### TASK GOAL
Report the number of lines below in which the word "woman" occurs. Nothing else is needed.

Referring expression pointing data
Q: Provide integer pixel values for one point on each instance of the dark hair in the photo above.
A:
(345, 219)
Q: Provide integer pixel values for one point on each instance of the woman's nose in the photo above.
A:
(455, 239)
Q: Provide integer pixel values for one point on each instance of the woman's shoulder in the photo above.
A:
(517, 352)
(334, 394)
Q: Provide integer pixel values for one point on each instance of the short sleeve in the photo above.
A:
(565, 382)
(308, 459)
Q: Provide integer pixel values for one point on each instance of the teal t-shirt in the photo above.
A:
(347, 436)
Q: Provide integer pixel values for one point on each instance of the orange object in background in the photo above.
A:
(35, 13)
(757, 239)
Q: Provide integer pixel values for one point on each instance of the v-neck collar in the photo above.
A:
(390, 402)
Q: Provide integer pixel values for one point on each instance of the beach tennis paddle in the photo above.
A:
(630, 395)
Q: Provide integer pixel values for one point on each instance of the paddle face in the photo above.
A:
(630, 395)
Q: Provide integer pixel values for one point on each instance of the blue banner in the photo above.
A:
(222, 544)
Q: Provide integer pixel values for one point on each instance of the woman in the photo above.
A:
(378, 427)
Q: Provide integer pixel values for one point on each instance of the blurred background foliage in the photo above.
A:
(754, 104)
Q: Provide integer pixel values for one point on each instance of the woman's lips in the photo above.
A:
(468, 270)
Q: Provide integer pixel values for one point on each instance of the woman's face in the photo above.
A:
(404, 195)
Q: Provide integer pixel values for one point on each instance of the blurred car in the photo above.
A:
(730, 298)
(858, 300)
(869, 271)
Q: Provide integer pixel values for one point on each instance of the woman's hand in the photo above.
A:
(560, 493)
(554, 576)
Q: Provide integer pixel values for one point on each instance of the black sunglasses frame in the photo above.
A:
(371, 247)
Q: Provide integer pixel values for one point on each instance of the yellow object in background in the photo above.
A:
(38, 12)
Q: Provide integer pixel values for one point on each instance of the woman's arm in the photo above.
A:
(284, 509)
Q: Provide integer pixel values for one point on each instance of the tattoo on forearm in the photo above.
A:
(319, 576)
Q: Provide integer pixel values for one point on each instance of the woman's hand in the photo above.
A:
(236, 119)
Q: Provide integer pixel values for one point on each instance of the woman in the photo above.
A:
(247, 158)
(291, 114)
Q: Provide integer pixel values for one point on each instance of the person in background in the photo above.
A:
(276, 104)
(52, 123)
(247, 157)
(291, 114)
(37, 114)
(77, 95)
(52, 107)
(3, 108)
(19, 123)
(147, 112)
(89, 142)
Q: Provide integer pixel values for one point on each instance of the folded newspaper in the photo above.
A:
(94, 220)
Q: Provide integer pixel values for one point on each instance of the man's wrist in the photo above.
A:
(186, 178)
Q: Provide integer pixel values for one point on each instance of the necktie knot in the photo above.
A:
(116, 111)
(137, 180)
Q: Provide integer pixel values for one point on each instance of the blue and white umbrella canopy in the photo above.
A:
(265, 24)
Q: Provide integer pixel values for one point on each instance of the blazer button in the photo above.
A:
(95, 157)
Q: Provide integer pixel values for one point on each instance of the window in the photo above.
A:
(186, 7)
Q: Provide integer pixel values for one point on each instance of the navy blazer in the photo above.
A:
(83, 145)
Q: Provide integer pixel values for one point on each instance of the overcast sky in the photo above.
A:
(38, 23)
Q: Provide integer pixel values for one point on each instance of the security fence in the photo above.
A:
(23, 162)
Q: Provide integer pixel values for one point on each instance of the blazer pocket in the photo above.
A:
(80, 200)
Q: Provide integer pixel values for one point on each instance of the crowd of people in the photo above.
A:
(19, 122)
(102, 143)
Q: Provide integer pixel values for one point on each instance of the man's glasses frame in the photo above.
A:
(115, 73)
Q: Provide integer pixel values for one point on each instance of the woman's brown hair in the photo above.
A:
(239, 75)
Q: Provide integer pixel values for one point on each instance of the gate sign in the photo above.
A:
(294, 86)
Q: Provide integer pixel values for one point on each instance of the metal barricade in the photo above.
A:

### SOLUTION
10